===== BAGIAN TEKS =====
Kemaren setelah bertemu dengan Mbak Yanti, ada pembicaraan yang menarik terjadi dengan Pak Hari, kakaknya. Dia adalah seorang petani bunga Anturium. Usahanya di Kaliurang sejak tahun 2000. Dan tentu mengalami proses yang naik dan turun, 2006 dan 2010 tentulah punya imbas yang besar terhadap pertaniannya.

Aku tidak menyangka akan bertemu beliau. Dan bicara panjang tentang Antorium, mengetahui bagaimana dia memulai usahanya, dan bagaimana menjalani proses itu. Aku juga sempat membayangkan jika terlibat untuk mendorong usahanya kini. Menyuntik dana, dan mengembalikan kejayaannya sebagai petani dan penjual bunga.

Ada pertanyaan yang aku simpan dan punya prosesnya untuk ditanyakan bukan di awal pembicaraan. Tapi di tengah atau di akhir. Urutan bertanya. Juga ada yang tidak berani ditanyakan. Kau simpan dia dalam ruang sunyi kau tidak akan keluarkan dulu saat ini. Jenis-jenis pertanyaan2 itu juga akan mendapat jawaban yang sulit. 

*

keberadaan kamera yang membuat manusia menjadi berbeda. Terutama jika kamera sudah merekam manusia dan mempresentasikannya. Apa guna dia direkam dan presentasikan? Terjawab karena fungsi pertamanya. Kemudian ada yang berikutnya karena kecerdasaan manusia berkembang untuk mencari guna lainnya sebuah medium itu.
===== DATA MENTAH =====
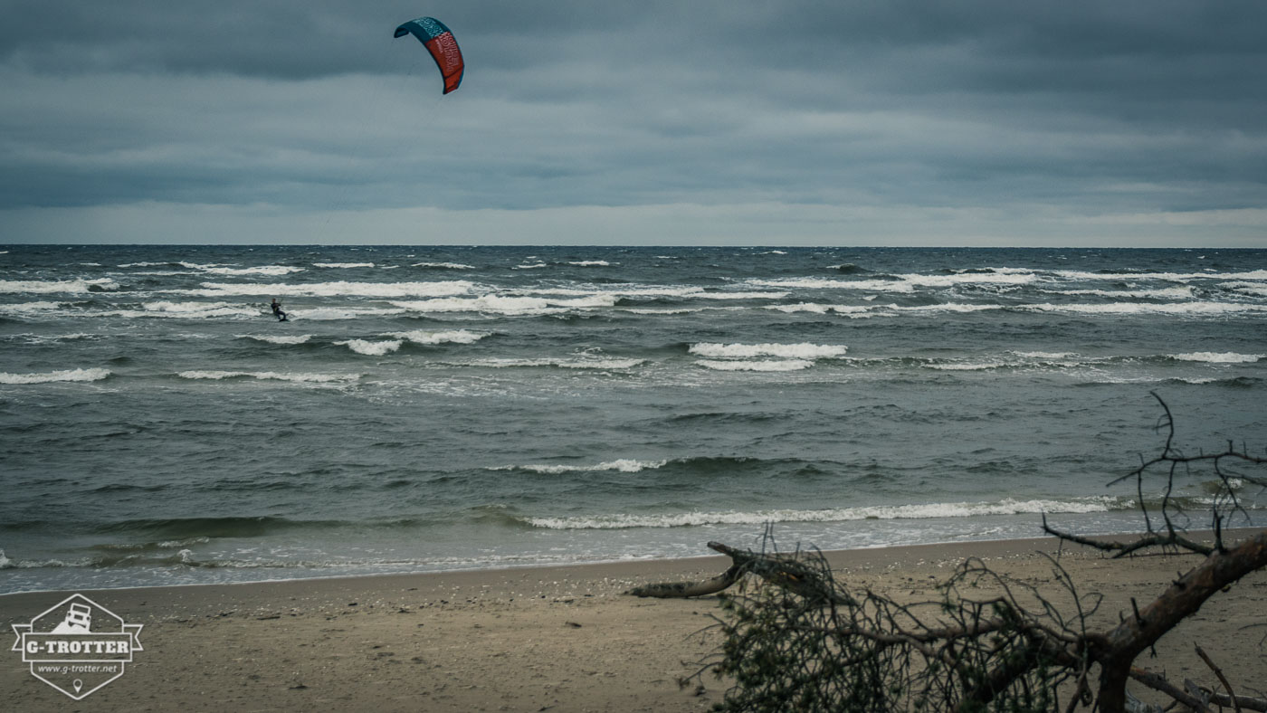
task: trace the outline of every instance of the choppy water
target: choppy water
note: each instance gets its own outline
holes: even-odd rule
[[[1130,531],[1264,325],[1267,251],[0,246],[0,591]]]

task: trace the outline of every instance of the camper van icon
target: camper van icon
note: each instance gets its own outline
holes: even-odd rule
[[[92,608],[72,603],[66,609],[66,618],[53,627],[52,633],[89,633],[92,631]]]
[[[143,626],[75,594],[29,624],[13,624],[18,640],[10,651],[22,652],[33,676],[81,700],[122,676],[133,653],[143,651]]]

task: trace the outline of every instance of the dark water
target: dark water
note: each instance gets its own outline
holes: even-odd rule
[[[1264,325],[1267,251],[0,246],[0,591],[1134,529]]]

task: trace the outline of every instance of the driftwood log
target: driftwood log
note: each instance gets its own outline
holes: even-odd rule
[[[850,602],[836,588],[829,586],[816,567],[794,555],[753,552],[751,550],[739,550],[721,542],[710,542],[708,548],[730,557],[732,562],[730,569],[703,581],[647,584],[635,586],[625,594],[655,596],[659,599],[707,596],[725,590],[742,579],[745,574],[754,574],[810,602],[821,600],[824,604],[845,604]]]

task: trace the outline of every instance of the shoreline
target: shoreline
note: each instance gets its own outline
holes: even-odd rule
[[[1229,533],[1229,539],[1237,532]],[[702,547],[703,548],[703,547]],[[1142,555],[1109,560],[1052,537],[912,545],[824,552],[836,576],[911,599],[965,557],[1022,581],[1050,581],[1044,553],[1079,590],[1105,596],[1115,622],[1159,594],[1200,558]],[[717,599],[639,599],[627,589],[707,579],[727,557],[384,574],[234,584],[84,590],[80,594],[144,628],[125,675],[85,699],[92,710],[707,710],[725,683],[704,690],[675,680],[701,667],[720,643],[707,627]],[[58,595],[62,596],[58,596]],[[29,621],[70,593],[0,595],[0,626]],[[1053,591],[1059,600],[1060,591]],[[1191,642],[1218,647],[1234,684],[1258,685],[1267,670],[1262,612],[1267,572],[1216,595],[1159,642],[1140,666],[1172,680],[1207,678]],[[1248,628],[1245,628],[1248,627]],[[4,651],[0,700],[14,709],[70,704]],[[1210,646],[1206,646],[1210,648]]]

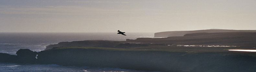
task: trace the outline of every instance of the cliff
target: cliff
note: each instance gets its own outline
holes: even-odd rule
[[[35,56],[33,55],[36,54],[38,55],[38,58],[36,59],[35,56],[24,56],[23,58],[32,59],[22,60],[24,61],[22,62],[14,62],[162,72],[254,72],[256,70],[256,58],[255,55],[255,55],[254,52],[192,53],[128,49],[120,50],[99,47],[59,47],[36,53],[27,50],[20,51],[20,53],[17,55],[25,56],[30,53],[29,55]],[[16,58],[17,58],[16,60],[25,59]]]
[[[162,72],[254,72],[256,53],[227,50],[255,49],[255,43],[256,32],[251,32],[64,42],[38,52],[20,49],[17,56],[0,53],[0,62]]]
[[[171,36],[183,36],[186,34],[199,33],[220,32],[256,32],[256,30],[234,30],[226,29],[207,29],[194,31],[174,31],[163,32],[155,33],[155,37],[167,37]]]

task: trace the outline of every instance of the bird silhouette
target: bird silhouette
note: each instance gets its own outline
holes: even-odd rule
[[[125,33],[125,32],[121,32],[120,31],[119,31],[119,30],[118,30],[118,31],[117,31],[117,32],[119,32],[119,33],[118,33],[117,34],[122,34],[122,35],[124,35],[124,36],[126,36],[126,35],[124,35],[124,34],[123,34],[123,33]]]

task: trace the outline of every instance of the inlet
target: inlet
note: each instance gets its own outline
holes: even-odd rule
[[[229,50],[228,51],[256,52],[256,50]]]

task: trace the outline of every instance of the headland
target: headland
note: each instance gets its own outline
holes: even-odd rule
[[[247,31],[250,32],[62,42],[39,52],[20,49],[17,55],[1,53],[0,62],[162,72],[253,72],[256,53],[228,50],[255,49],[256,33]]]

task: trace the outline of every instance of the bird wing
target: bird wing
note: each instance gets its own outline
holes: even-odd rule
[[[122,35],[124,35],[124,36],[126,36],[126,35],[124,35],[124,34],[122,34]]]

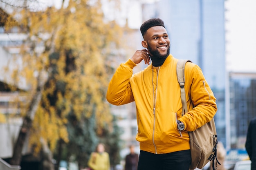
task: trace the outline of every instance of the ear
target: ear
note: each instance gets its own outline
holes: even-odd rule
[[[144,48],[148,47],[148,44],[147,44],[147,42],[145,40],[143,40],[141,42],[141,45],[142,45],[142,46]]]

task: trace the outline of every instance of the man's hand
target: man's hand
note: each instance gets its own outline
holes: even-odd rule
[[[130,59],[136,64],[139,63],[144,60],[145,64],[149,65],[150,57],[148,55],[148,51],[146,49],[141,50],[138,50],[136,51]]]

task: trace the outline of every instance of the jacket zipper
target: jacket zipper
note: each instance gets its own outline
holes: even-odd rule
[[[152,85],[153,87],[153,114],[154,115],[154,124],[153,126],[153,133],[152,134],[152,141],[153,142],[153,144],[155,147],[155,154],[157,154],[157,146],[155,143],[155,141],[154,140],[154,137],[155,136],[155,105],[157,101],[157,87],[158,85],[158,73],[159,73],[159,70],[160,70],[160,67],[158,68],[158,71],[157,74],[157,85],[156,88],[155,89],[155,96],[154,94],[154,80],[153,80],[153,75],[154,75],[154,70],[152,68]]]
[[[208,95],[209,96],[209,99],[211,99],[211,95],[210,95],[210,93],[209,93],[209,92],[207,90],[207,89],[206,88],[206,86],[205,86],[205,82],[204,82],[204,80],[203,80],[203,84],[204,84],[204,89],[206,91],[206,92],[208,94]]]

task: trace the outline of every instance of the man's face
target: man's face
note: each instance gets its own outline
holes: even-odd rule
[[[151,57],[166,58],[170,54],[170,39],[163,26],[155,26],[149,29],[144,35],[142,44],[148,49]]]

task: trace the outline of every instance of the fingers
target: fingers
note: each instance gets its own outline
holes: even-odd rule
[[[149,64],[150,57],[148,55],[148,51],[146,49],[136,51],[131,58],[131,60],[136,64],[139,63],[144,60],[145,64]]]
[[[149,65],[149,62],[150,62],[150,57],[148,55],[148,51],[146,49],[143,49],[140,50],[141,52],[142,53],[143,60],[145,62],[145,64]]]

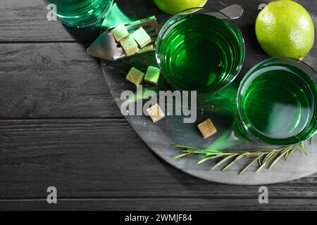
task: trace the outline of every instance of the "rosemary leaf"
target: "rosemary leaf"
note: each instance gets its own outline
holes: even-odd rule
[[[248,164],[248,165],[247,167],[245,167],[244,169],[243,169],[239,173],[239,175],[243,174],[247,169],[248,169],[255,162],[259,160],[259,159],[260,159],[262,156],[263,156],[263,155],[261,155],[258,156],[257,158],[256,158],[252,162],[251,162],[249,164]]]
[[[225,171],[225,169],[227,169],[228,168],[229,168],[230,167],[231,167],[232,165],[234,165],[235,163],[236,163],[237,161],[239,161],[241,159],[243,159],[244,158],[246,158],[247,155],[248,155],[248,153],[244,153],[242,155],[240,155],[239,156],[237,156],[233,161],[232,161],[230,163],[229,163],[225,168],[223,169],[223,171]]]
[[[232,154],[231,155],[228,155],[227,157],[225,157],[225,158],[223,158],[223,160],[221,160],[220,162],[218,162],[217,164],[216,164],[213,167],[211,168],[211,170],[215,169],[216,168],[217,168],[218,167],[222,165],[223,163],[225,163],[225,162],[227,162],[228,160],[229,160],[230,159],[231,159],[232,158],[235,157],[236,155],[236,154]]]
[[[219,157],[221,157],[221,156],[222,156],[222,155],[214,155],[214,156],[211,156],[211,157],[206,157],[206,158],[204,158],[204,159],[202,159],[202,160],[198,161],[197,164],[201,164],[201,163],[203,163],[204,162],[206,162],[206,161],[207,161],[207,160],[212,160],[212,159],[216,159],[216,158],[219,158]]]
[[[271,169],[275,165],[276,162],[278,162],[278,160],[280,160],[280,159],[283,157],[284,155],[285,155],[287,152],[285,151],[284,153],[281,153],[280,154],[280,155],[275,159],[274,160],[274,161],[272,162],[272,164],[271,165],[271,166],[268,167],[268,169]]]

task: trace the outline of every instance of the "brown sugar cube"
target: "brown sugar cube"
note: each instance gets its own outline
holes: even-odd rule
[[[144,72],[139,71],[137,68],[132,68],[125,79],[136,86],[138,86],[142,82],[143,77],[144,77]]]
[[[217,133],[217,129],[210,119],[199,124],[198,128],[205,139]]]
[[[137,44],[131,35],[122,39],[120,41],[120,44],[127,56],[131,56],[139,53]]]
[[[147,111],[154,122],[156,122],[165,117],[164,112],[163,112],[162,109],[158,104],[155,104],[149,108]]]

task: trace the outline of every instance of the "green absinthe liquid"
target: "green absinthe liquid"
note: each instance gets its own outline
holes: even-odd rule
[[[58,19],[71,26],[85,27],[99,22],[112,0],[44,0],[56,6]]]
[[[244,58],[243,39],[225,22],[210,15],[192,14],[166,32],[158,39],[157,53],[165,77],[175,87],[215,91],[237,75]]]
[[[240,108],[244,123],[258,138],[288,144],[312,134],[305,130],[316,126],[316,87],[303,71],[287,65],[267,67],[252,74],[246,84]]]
=====
▶ _TUJUAN 1_: Menurut tulisan tentang pertemuan dengan petani Anturium, sejak tahun berapa Pak Hari menjalankan usahanya di Kaliurang?
▶ _TUJUAN 2_: Lanjutkan tulisan tentang pertemuan dengan petani Anturium mulai dari kalimat terakhirnya.

▶ _HASIL 1_: Sejak tahun 2000.

▶ _HASIL 2_:
Apa guna fungsi utamanya? 


Hari ke-enam 17/9 Kaliurang

Pagi ini aku melanjutkan menyerut kayu untuk dibuat tongkat dan membuat alas dari karung semen untuk berjualan. Jam sembilan pagi aku, Mira, dan Dito meluncur ke Goa Jepang tapi sepi; akhirnya kita menuju Pasar Tlogo Putri, pintu masuk untuk ke Plawangan, disana lebih ramai dan akhirnya aku menggelar dagangan tongkat itu disana.

Muncul ide ini saat aku naik ke Plawangan dan begitu asiknya naik atau turun dengan tongkat, memudahkan. Kemudian muncul untuk berjualan di sekitar objek wisata Kaliurang. Dengan memanfaatkan kayu dari sekitar sini yang tentu mudah untuk mendapatkannya.

Titik pertama sepi karena jauh dari gerbang masuk menuju bukit, setelah tiga puluh menit aku pindahkan dekat dengan gerbang masuk. Mulailah orang banyak yang melihat. Beberapa orang ada yang menanyakan itu apa, untuk apa. Memang tidak banyak yang memerlukan tongkat ini, atau bahkan bingung apakah perlu memakai tongkat untuk naik ke atas bukit.

Menunggu dan mendapatkan respon adalah hal yang menarik. Ada yang aku dapatkan dan itu adalah penantian, membuat lebih sempurna apa yang sedang aku lakukan. Merapikan tempat berjualan, mengamati manusia lain, berinteraksi langsung dengan pengunjung, menjelaskan apa yang sedang aku lakukan, hal tersebut begitu berharga.


Hari ke-tujuh 18/9 Kaliurang

Pagi ini adalah mencuci baju, minum jahe, dan lari juga jalan santai menuju bukit di Kaliurang.
Kemudian menyiapkan diri untuk pergi ke PAUD, bersama Mira dan Wid. Disana bertemu dengan Mbak Yanti, lalu bicara panjang pada Bu Ani. Yang dituakan di Kaliurang. Bekas kepala sekolah dan kini bekerja mengelola PAUD dan PKK.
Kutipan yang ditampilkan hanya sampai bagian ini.